• Exercices:
[1] Dans l'article sur le don de sang, relevez toutes les personnes désignées par leur nom.
[2] Réécrivez, s'il vous plaît, le passage de l'article sur le don de sang qui va de « Santé Canada lève » à « moins cinq ans. », en remplaçant « HRSH » par « HARSAH ».

• Texte fourni:
+--
Santé Canada lève l'interdiction du don de sang
Martin Lloyd, un technicien des services informatiques dans la fin de la vingtaine (son nom a été changé pour protéger son identité) a toujours souhaité aider la population et faire un don de sang. « Mais je suis gai », dit-il, « donc Santé Canada m’interdit de donner du sang. Je suis en parfaite santé; je n’ai tout simplement pas le droit de contribuer. »
Depuis plus de 30 ans, Santé Canada interdit aux hommes ayant eu une relation sexuelle avec un autre homme (HRSH) de faire un don de sang. Toutefois, cette politique a été révoquée au mois de mai dernier et, à partir de ce lundi le 22 juillet, les HRSH ont maintenant le droit de donner du sang, pourvu qu’ils pratiquent l’abstinence depuis au moins cinq ans.
Certains perçoivent ceci comme un pas dans la bonne direction vers l’éradication d’une pratique discriminatoire envers les hommes homosexuels. Comme Lloyd le souligne, « il s’agit de se sentir accepté à Montréal et au Canada. Certains hommes gais auront maintenant le droit de contribuer, et c’est bien comme ça. »
La levée de l’interdiction peut être attribuée à l’avènement de nouvelles techniques de dépistage sanguin beaucoup plus efficaces. Dr Jean-Pierre Routy, un expert de la pathogenèse du VIH de l’Hôpital Royal Victoria du Centre universitaire de santé McGill (CUSM), décrit les tests modernes de dépistage du VIH comme étant « très efficaces à partir de 10 jours après l’infection initiale ». Étant donné ce fait, il va jusqu’à poser la question « pourquoi Santé Canada exige-t-il une période d’attente de cinq ans plutôt que de deux semaines? »
Dr Norbert Gilmore, directeur du Service de maladie chronique virale du CUSM partage également son point de vue : « pouvez-vous imaginer demander à une portion de la population d’éviter les rapports sexuels pendant cinq ans uniquement pour qu’ils puissent volontairement donner du sang? »
+--
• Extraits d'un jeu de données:
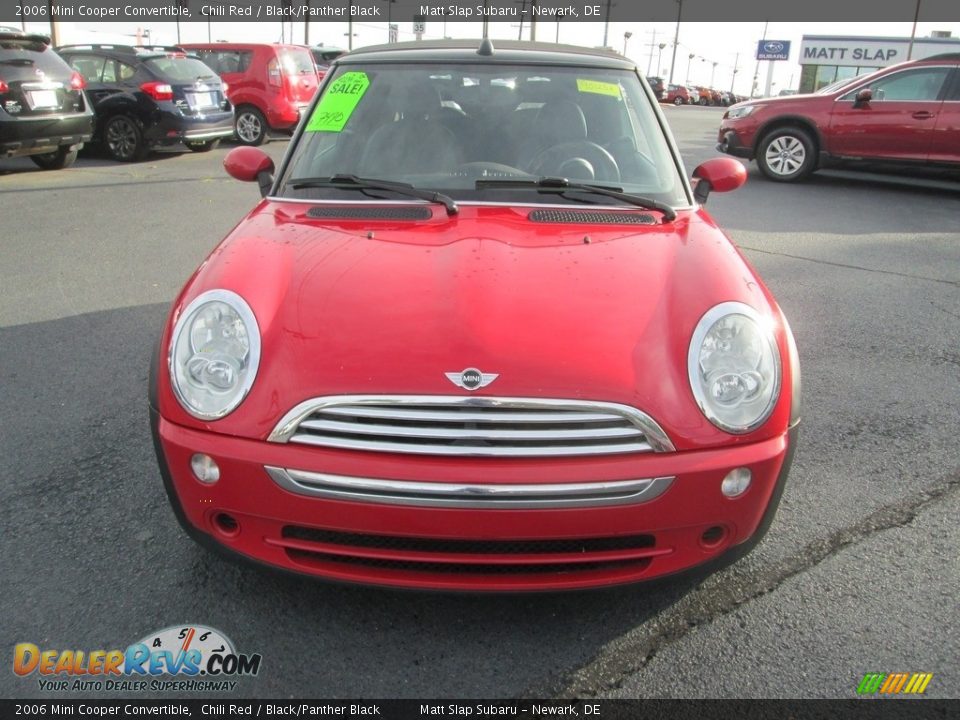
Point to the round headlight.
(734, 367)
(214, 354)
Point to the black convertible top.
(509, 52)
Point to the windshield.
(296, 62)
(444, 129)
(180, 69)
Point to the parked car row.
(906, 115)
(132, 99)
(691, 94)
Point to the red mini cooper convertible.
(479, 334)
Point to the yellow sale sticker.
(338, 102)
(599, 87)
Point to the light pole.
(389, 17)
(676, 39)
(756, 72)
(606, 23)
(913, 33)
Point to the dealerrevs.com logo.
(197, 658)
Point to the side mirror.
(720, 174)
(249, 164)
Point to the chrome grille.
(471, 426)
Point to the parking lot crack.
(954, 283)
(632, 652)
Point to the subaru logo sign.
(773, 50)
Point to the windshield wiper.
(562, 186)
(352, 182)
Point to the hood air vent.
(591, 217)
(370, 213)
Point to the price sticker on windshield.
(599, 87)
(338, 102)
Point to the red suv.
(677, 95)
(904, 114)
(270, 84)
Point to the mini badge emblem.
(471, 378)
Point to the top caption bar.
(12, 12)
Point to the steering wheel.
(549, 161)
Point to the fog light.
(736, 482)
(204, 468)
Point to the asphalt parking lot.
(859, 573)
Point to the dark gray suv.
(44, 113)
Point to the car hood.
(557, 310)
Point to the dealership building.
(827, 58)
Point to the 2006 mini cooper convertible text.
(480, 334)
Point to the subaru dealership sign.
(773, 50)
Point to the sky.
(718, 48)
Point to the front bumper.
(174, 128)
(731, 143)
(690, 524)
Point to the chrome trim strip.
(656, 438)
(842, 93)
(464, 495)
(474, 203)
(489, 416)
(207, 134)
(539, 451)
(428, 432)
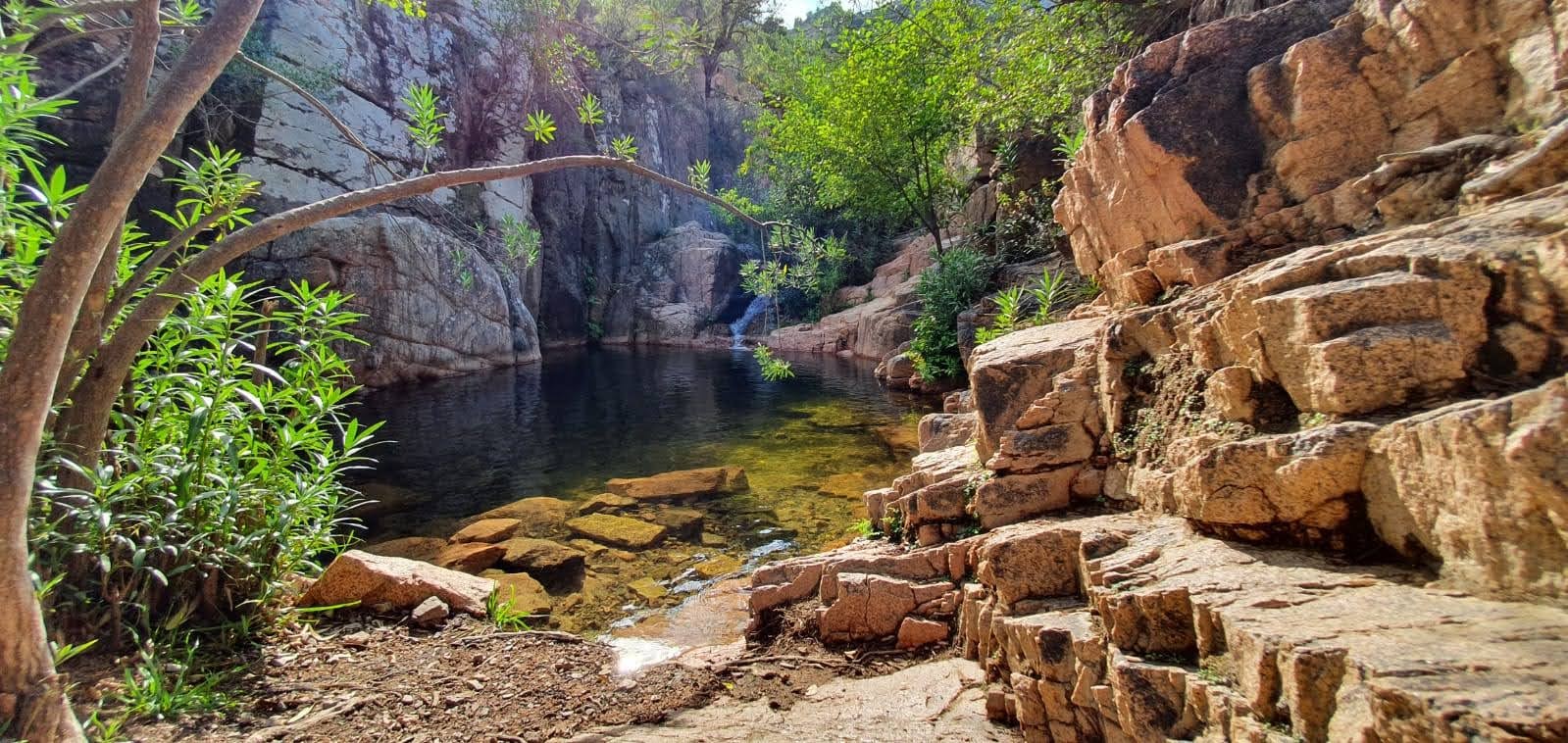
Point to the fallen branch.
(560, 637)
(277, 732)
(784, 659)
+--
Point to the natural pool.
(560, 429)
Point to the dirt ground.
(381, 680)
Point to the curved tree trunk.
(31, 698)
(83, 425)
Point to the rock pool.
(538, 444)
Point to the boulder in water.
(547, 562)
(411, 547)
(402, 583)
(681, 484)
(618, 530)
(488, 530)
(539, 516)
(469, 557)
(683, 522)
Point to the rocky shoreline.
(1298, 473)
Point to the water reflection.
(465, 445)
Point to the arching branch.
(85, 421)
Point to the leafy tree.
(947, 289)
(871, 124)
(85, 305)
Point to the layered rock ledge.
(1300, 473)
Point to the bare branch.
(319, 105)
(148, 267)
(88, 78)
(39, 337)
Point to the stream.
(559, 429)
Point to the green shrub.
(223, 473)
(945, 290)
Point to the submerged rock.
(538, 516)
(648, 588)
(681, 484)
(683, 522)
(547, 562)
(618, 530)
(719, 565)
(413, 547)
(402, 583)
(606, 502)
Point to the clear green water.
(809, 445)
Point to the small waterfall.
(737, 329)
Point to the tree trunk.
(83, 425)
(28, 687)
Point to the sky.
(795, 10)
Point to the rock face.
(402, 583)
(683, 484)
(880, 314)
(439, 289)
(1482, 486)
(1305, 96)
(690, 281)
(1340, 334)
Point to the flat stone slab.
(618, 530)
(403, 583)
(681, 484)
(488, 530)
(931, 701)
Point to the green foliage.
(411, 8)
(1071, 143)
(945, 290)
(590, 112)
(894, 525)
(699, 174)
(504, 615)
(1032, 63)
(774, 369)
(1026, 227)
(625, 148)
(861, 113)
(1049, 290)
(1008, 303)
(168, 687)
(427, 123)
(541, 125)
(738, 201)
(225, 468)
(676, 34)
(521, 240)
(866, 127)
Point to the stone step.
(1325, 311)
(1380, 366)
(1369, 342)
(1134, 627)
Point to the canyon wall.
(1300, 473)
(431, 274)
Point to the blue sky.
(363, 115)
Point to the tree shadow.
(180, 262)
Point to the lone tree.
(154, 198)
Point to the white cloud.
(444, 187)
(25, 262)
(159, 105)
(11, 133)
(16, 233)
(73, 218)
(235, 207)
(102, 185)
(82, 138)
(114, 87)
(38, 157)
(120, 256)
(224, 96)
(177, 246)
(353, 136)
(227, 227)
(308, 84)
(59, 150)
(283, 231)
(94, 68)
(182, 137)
+--
• Réponses:
[1]
- Martin Lloyd
- Jean-Pierre Routy
- Norbert Gilmore

[2]
Santé Canada lève l'interdiction du don de sang
Martin Lloyd, un technicien des services informatiques dans la fin de la vingtaine (son nom a été changé pour protéger son identité) a toujours souhaité aider la population et faire un don de sang. « Mais je suis gai », dit-il, « donc Santé Canada m’interdit de donner du sang. Je suis en parfaite santé; je n’ai tout simplement pas le droit de contribuer. »
Depuis plus de 30 ans, Santé Canada interdit aux hommes ayant eu une relation sexuelle avec un autre homme (HARSAH) de faire un don de sang. Toutefois, cette politique a été révoquée au mois de mai dernier et, à partir de ce lundi le 22 juillet, les HARSAH ont maintenant le droit de donner du sang, pourvu qu’ils pratiquent l’abstinence depuis au moins cinq ans.